## Task brief
In the data below, find each line that contains the word "hillside" and copy it.

[Spatial localization data]
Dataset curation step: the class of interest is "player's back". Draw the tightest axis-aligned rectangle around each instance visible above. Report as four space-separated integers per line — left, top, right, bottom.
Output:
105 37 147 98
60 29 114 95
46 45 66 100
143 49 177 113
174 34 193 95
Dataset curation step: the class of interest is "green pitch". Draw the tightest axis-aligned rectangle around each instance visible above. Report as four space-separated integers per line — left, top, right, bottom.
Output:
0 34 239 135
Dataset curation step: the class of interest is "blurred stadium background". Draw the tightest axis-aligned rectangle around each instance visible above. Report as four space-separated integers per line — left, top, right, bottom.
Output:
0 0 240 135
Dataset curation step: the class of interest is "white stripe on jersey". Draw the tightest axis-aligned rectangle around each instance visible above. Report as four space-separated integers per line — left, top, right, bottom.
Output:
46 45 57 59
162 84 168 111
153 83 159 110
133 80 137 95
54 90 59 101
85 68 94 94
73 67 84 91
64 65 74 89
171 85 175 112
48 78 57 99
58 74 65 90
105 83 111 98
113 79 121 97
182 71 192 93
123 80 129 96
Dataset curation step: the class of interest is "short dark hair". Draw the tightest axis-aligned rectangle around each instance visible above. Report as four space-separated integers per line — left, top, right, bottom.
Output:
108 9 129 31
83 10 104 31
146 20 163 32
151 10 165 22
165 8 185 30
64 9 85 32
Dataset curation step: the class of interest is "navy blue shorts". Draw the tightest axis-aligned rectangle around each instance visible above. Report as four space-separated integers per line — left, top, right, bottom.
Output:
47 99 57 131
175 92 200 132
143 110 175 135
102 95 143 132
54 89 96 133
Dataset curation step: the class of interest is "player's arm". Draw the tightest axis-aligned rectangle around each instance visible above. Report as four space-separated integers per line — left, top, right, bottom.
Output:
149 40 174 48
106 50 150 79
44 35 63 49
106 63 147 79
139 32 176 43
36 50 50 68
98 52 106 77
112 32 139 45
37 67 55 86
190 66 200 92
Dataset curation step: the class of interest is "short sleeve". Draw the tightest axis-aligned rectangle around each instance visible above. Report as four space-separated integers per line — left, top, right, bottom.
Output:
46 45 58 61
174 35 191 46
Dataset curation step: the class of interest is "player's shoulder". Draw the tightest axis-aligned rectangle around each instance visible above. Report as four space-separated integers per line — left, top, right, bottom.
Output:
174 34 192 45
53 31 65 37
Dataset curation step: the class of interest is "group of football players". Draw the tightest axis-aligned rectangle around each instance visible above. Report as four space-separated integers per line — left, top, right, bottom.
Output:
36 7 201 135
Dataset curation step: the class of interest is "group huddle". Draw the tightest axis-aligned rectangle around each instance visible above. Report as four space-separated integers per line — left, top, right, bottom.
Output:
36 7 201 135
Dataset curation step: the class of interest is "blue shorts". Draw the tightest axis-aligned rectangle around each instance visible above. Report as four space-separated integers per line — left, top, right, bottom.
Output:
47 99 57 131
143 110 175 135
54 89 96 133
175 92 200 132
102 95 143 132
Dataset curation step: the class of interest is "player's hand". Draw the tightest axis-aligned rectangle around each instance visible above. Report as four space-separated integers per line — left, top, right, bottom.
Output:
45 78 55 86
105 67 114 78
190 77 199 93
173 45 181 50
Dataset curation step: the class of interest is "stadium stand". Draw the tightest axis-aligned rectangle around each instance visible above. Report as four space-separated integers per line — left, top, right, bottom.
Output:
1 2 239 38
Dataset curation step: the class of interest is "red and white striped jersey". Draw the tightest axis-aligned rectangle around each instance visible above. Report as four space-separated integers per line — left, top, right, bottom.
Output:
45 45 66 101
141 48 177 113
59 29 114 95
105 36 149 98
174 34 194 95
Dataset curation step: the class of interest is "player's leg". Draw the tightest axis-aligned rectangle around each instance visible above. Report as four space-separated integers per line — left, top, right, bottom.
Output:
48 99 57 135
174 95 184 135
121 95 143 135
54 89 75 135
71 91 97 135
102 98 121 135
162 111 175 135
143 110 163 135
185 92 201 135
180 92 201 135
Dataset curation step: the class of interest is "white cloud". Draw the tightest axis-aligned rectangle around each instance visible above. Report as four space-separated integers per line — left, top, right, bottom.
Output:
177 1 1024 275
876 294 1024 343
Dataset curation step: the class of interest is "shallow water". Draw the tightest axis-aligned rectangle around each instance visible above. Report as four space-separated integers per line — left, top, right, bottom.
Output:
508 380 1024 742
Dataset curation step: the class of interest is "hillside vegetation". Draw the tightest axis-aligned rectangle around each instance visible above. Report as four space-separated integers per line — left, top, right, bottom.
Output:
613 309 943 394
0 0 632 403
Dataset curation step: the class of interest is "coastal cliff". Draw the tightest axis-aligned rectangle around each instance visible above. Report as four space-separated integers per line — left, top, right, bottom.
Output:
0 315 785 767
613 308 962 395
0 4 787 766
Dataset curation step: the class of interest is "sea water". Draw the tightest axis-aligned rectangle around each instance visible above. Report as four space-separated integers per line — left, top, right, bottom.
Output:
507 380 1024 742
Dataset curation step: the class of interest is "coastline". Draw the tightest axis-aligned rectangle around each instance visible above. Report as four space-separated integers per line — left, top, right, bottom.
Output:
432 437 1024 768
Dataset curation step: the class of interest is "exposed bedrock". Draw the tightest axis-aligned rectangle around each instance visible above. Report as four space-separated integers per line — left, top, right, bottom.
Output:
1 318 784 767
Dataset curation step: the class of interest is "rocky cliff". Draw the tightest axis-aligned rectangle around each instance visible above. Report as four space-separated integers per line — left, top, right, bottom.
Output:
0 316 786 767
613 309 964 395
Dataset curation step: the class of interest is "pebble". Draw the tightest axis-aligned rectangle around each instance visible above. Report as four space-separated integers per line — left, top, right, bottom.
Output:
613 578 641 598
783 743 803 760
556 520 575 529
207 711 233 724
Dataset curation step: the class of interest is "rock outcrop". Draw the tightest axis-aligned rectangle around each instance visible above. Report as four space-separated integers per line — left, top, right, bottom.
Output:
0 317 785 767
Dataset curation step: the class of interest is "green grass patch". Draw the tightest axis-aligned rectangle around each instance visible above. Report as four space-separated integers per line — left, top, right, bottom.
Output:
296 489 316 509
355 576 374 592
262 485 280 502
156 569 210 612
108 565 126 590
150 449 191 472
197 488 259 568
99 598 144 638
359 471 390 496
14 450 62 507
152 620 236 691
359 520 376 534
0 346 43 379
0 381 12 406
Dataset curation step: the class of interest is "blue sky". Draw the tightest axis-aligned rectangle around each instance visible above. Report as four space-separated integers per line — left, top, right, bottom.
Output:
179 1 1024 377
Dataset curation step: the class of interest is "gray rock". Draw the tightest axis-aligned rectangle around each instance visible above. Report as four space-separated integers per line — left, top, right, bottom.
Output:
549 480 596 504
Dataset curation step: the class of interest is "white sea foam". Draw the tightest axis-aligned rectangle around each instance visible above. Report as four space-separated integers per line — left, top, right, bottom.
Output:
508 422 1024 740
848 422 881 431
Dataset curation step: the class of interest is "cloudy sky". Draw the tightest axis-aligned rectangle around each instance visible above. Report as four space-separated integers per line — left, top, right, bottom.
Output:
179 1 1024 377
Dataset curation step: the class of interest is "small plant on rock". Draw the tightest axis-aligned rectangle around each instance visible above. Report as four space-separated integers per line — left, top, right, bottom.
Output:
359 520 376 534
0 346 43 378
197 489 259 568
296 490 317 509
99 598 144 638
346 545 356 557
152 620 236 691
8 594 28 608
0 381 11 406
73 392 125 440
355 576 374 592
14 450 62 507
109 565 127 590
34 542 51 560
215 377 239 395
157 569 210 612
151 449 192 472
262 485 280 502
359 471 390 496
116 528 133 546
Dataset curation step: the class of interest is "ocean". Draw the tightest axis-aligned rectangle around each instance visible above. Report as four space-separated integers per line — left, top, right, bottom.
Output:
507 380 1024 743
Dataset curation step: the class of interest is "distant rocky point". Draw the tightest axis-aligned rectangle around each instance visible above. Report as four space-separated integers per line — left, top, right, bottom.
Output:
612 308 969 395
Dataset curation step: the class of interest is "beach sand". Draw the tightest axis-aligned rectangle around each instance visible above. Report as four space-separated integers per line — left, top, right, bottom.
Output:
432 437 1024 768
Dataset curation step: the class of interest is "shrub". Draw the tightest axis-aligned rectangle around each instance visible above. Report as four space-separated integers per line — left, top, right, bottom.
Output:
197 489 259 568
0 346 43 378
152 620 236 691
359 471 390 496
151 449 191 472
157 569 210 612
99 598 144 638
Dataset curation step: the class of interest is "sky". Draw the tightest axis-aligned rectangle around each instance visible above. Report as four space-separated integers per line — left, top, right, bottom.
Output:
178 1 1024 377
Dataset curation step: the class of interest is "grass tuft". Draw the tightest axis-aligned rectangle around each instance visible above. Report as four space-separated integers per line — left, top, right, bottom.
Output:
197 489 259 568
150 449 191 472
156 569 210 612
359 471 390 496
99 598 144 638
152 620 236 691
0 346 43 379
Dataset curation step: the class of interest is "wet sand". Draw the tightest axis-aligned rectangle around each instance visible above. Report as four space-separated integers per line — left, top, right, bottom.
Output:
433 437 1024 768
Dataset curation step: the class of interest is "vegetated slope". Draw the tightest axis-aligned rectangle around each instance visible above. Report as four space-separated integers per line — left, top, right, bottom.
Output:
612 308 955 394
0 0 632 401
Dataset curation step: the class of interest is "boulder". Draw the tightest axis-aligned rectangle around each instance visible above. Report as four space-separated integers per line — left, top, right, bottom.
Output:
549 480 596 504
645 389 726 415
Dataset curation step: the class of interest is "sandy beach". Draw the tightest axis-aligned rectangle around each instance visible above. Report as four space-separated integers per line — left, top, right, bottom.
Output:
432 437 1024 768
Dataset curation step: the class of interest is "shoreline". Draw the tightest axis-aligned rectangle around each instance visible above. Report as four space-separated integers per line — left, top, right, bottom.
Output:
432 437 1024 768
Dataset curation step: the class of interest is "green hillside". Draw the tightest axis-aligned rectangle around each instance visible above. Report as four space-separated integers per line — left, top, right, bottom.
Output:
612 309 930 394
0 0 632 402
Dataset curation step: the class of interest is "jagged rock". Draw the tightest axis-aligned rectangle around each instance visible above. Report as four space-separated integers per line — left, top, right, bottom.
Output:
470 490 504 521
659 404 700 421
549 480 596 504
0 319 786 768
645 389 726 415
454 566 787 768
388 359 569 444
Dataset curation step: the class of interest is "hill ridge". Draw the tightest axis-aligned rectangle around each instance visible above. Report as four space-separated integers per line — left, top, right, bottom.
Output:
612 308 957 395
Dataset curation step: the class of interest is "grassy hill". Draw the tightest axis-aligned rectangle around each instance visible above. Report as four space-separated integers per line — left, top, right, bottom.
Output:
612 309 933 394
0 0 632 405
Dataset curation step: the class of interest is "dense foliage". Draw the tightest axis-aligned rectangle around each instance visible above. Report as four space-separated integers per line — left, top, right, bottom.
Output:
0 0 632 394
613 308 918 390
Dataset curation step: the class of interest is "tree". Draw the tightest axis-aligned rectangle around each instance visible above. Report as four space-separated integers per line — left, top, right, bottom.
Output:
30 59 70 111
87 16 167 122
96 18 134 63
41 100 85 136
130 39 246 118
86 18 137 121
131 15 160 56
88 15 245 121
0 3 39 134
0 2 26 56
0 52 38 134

## Answer to this exercise
Dataset curation step: the class of interest is "hillside vegetation". Draw the tightest axis-aligned rectangle around each instance visible above. Report as four space-separated integers per line — left, top, right, bottom.
Dataset curation step: the class of interest is "green hillside". Draw the tightest axis-aligned rectangle around each instance visible above. Report as four space-separated integers per line — left, top, right, bottom.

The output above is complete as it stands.